The 2003 ABA House of Delegates approved the group’s websites.

Dennis Kennedy has suggested the group’s biggest success was creating a place where innovators could get to know each other and share ideas. Some people might take this remark as snarky, damning by faint praise, but from working with him over the years I know Dennis was serious and he has a point. Networking matters, and the residue of this is probably still providing at least some benefits today.

After a few years the ABA sunsetted the eLawyering project. Some of the project’s accomplishments have not survived the sunsetting:

  • The ABA eventually followed up an official website to support the venture and I abandoned the unofficial site I had created to support the project. The official ABA site has vanished. Searches on the URLs of the former official ABA websites (org and eLawyering.com) bring up error messages. An Internet Archive search shows the site’s last recorded update was in 2017.
  • The group initiated a public email mailing list at one point, but if it’s still operational it’s hard to find. After a little time spent at the ABA’s mailing list portal I can find no trace of it.

Why Not More?

With these accomplishments understood, it’s fair to ask why the eLawyering Task Force did not accomplish even more.

I don’t believe the group’s leadership was to blame:

  • Bill Paul was a real leader in my book. Sure, he cribbed the basic idea from a British academic, but isn’t finding the best ideas and promoting them exactly what we would hope a leader would do?

Using the information:
**A.** Summarize the eLawyering passage in two sentences.
**B.** Answer these questions about the eLawyering passage, one answer per line:
(i) Which body approved the group's websites in 2003?
(ii) According to an Internet Archive search, in what year was the official site's last recorded update?
(iii) From whom did Bill Paul crib the basic idea?
The data after this passage is separate material with no tie to it.

Stored data entries
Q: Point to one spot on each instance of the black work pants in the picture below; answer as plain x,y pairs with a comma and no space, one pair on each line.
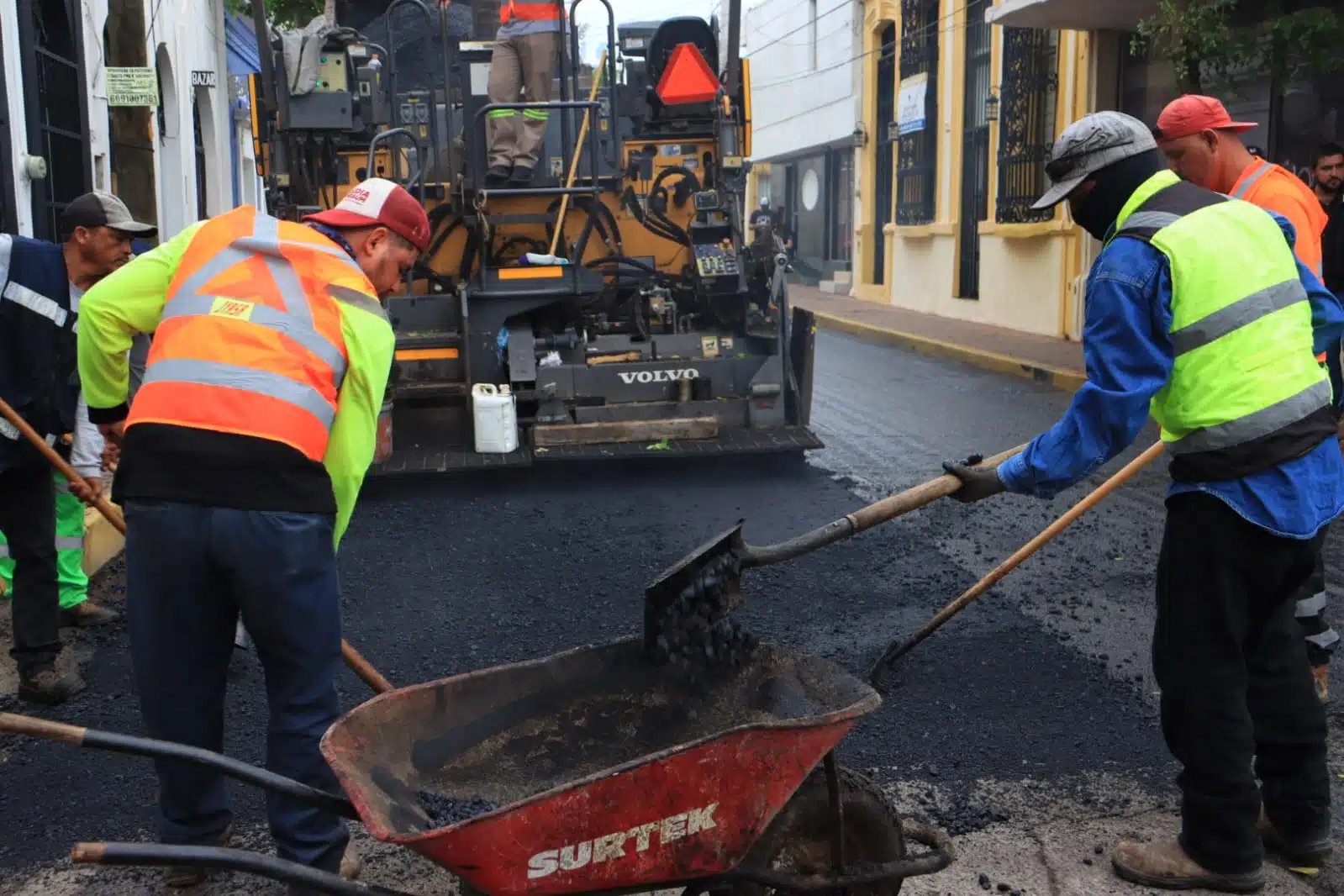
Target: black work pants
1236,684
27,519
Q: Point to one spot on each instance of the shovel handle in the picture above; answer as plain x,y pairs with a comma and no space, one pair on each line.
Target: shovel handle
358,664
863,519
1095,498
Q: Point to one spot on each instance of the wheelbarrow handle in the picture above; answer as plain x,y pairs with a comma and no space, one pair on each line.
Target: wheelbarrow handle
235,768
358,664
863,519
222,859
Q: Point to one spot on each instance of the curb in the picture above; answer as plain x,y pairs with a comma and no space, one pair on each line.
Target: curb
1057,377
103,541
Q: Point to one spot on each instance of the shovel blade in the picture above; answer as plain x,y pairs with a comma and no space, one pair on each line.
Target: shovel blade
686,572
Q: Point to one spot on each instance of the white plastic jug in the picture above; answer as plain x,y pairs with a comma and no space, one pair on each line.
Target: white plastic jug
495,411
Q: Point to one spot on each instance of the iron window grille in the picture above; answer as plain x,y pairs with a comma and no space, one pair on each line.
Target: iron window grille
1027,123
917,153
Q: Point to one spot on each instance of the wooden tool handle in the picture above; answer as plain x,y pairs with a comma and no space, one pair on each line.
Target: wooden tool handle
43,729
1016,559
920,496
365,669
105,507
358,664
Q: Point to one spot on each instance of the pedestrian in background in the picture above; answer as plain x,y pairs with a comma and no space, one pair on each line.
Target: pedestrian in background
1200,316
40,289
1199,140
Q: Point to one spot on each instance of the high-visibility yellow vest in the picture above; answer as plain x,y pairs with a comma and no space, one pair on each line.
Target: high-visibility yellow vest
1245,393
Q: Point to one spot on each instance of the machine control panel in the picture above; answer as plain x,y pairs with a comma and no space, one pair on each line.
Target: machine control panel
715,260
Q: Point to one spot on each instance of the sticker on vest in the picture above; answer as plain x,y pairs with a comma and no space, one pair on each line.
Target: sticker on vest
235,308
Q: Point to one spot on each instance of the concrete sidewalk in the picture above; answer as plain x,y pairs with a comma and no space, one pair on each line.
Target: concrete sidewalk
1038,357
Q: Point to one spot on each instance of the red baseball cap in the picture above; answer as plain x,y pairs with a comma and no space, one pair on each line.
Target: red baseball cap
379,202
1194,113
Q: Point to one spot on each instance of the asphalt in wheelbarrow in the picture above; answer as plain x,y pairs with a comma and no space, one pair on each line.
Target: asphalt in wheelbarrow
500,736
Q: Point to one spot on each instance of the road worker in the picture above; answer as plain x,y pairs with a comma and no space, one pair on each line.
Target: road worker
526,55
1199,139
1199,314
241,461
40,514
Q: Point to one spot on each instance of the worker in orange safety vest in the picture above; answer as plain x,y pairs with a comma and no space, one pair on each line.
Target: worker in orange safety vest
241,461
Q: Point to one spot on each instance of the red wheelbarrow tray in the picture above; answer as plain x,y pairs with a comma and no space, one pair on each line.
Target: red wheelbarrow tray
609,772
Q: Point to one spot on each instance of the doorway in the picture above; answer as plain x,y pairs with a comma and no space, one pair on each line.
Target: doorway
975,150
56,107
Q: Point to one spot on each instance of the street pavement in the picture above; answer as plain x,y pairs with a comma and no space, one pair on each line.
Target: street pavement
1027,727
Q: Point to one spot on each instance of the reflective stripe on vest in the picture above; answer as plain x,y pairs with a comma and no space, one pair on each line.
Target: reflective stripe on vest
241,348
529,11
1242,334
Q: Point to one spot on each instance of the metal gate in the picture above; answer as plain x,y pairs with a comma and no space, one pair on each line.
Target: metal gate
56,105
975,148
884,157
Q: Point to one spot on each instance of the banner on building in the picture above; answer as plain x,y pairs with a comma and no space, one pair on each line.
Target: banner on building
910,103
132,87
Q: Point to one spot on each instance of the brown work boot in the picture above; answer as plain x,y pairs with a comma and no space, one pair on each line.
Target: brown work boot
1167,867
191,876
87,614
1307,853
50,687
1321,676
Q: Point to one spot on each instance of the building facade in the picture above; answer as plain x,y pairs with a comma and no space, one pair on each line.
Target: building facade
172,160
803,124
962,103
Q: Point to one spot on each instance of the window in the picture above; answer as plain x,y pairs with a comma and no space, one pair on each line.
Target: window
1027,123
917,152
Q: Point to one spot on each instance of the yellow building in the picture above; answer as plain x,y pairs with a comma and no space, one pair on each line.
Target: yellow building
957,117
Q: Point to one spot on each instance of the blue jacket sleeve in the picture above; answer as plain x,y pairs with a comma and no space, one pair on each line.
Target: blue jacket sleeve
1129,359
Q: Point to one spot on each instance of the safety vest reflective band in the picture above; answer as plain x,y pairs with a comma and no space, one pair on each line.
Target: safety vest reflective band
530,11
250,340
1245,391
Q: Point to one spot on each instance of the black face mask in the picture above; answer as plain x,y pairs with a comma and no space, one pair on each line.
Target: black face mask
1115,186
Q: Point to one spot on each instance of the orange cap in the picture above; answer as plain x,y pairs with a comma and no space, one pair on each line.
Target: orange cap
1194,113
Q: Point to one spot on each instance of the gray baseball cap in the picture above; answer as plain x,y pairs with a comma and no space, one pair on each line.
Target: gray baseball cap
1090,144
101,210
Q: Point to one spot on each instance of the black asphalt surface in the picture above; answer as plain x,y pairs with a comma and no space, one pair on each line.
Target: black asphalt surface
1045,678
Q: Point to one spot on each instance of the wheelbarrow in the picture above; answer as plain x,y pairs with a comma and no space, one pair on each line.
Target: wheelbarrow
592,772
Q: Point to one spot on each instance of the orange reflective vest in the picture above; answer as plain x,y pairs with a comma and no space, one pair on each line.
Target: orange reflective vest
250,339
530,11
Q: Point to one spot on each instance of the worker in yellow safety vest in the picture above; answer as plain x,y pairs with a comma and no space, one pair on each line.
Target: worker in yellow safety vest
1200,316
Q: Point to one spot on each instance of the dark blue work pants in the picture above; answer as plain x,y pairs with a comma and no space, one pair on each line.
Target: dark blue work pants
190,572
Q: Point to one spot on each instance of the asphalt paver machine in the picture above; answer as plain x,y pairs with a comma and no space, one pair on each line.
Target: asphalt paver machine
657,319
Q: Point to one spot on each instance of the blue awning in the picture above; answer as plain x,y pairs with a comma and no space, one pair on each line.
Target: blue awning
241,42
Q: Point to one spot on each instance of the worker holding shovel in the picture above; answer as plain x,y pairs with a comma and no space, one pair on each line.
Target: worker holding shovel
1199,314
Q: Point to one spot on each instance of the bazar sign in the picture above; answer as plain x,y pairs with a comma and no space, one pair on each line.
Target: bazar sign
132,87
610,846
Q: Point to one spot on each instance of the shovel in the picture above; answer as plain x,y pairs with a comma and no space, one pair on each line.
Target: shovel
901,648
718,563
358,664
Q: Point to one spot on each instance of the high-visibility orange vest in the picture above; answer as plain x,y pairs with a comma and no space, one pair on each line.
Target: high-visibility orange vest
250,340
530,11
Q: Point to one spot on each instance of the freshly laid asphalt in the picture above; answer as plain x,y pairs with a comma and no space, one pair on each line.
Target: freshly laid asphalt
1046,678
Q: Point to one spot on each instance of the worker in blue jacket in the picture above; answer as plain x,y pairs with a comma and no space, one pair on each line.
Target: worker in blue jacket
1199,314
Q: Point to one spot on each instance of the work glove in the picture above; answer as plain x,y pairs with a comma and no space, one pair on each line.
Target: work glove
976,484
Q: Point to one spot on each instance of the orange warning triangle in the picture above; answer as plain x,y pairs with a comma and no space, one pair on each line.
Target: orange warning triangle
687,78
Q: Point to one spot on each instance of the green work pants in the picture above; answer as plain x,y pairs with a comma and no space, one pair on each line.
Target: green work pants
69,536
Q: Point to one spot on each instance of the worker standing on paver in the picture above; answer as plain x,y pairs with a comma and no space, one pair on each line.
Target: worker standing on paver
242,458
1199,314
40,287
1199,140
526,55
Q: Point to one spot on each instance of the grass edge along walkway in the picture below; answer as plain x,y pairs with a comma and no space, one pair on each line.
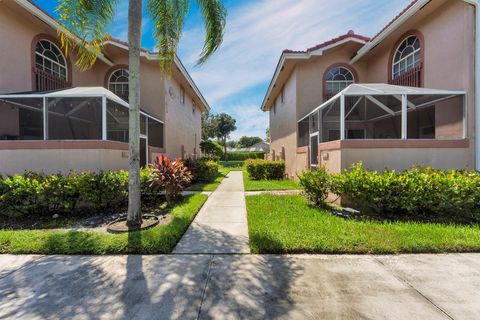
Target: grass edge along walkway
158,240
288,224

Outputs for the tasks:
**A.** After a few years the ABA sunsetted the eLawyering project, and since then the official ABA site has vanished and a public email mailing list the group started can no longer be found. Dennis Kennedy suggested the group's biggest success was creating a place where innovators could get to know each other and share ideas, and the writer does not blame the group's leadership, calling Bill Paul a real leader.

**B.**
(i) The 2003 ABA House of Delegates
(ii) 2017
(iii) A British academic